__選択本文__.
------------

とてもとても長くなってしまいましたが、書いていてとても自分のために良い振り返りとなりましたので、書いて自己満足しております(笑)。

最後になりましたが、ここまで自分のサッカー人生に関わってくれた全ての方に今一度お礼を言わせてください。

ありがとうございました!!!

ユアササッカースクールでは、純粋にスポーツを楽しむことと、向上心を持つことを

みずほFCでは、ライバルを持つこと、責任がリーダーシップを産み出すことを

愛知FCでは、勝利のプレッシャーの中で戦っていくことを

Scarsdale High School サッカー部では、サッカーを通じてアメリカの多様な文化を、そして日本のサッカー界のために仕事をしたいという夢を

FC Westchesterでは、アメリカという国の底力の強大さを

Harvard サッカー部では、強いチームの作り方を

NY日本代表とBos Bakaでは、サッカーというスポーツを通じて社会人のコミュニティーを築けることを、

Kitsap Pumasでは、プロサッカー選手として生活していくことの厳しさを

そして藤枝MYFCでは、選手以外の視点からのサッカーの価値観と、1つ2つ上のレベルのサッカーを

それぞれ教えていただきました。

そして、その全てのステージにおいて、素晴らしい仲間と出会えました。

今自分がお世話になっている方は、たまたま学校でクラスが同じになった人などを除けば、ほとんどサッカーから派生したつながりばかりです。

サッカーを真剣に続けてきたから、本当に多くの出会いに恵まれました。

皆の存在は、自分にとって一番の宝物です。

そして最後に、サッカーは「夢を追いかける」というライフスタイルを教えてくれました。

大きな夢・目標を掲げ、それに向かって日々努力する。

そして、掲げる夢は大きければ、大きいほどいい。

今回も、はなからJリーガーになんてなれるわけがない、と実は自分が一番思ってました。

でもとりあえず宣言して、頑張ってみたところ、叶わなかったものの、最後はJリーガーと毎日練習する日々を過ごせましたし、おまけに川淵さんやキングカズ、中西哲生さんといった方々と知り合うこともできました。

ですので、今後も夢は大きく生きていきたいと思います。

最後の最後に、高い学費を払ってもらっておきながら、ろくに稼ぐこともせず夢を追いかける自分をいつもサポートしてくれた家族のみんな、ありがとう!

温かく見守ってくれたおかげで、こんなに素晴らしいサッカー人生を送ることができました!!!

これからも、僕に与えてくれた名前のように、

寛大、そして寛容な心をもって、そして寛(くつろ)ぎながら、適当に「生」きていこうと思います!!

今後もよろしく!!!

小林寛生

5 Comments

  1. 決断、おめでとう。

    サッカーと言わず、スポーツ全般を
    ビジネスとして引き上げてください(^^)

    次のステージ期待してます!

  2. ニューヨーク時代から、ひろき君はみんなの憧れ。
    出来ない扉をいくつも開けて来た人。
    人を引き付けてやまない天真爛漫な人。
    かっこいい、面倒見の良い兄貴。
    これからも私たちをワクワクさせてね。

    1. いつも応援してくださりありがとうございます!
      これからもそのような存在でいられるよう、いつも通り頑張っていきます!

  3. ひろき君の活躍をお祈りしています。
    身体には気をつけて下さいね。

------------

__提供資料__.
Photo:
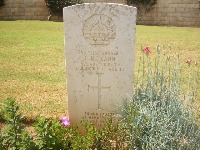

------------

__目的 1__.
次の(a)〜(c)は本文の内容と合っていますか。
(a) 筆者はHarvardのサッカー部で強いチームの作り方を教わった。
(b) 筆者は最終的にJリーガーになる夢を叶えた。
(c) 筆者はKitsap Pumasでプロサッカー選手として生活することの厳しさを教わった。
それぞれ「はい」か「いいえ」で答え、判断の決め手となる本文の語句を一字一句違えずに引用してください。
__目的 2__.
本文の「でもとりあえず宣言して、頑張」から「た家族のみんな、ありがとう!」までを、そのまま打ち直してもらえますか。

__正解 1__.
(a) はい:「Harvard サッカー部では、強いチームの作り方を」
(b) いいえ:「叶わなかったものの」
(c) はい:「Kitsap Pumasでは、プロサッカー選手として生活していくことの厳しさを」

__正解 2__.
でもとりあえず宣言して、頑張ってみたところ、叶わなかったものの、最後はJリーガーと毎日練習する日々を過ごせましたし、おまけに川淵さんやキングカズ、中西哲生さんといった方々と知り合うこともできました。

ですので、今後も夢は大きく生きていきたいと思います。

最後の最後に、高い学費を払ってもらっておきながら、ろくに稼ぐこともせず夢を追いかける自分をいつもサポートしてくれた家族のみんな、ありがとう!